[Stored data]
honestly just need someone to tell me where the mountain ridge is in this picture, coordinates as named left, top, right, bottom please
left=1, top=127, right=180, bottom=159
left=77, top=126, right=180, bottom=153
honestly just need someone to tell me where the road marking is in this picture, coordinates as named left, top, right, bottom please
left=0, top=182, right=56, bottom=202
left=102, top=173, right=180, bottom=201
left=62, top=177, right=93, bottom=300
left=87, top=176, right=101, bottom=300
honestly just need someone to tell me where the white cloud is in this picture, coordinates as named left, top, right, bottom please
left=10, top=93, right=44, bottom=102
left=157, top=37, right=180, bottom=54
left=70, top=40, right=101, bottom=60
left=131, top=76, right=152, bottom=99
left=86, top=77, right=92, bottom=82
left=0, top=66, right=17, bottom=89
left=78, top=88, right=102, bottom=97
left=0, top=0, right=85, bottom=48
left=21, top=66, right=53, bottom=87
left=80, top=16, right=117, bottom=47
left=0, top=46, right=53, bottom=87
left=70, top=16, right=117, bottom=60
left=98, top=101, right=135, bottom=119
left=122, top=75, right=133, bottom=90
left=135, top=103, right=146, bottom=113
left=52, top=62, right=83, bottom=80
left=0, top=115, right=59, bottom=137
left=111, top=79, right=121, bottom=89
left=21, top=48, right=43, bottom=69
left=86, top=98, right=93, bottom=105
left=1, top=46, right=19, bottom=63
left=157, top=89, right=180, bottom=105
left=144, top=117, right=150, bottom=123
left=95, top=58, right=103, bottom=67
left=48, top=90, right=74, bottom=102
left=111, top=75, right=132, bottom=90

### [Problem description]
An exact copy of every entry is what's needed, so retype them all.

### [Completed task]
honestly just need someone to tell me where the mountain ridge is in this picture, coordinates as named left, top, right, bottom please
left=1, top=127, right=180, bottom=159
left=77, top=126, right=180, bottom=153
honestly just need someone to tell me where the road marking is in this picture, coordinates as named left, top, right, bottom please
left=0, top=182, right=56, bottom=202
left=102, top=173, right=180, bottom=201
left=62, top=177, right=93, bottom=300
left=87, top=176, right=101, bottom=300
honestly just need someone to tell me where the white cloud is in this picture, coordinates as named left, top, right, bottom please
left=10, top=93, right=44, bottom=102
left=157, top=37, right=180, bottom=54
left=70, top=40, right=101, bottom=60
left=131, top=76, right=152, bottom=99
left=86, top=77, right=92, bottom=82
left=0, top=66, right=17, bottom=89
left=78, top=88, right=102, bottom=97
left=0, top=0, right=85, bottom=48
left=21, top=66, right=53, bottom=87
left=80, top=16, right=117, bottom=47
left=0, top=46, right=53, bottom=87
left=70, top=16, right=117, bottom=60
left=98, top=101, right=135, bottom=119
left=122, top=75, right=133, bottom=90
left=135, top=103, right=146, bottom=113
left=52, top=62, right=83, bottom=80
left=0, top=115, right=59, bottom=137
left=111, top=79, right=121, bottom=89
left=21, top=48, right=43, bottom=69
left=86, top=98, right=93, bottom=105
left=1, top=46, right=19, bottom=63
left=157, top=89, right=180, bottom=105
left=144, top=117, right=150, bottom=123
left=95, top=58, right=103, bottom=67
left=48, top=90, right=74, bottom=102
left=111, top=75, right=132, bottom=90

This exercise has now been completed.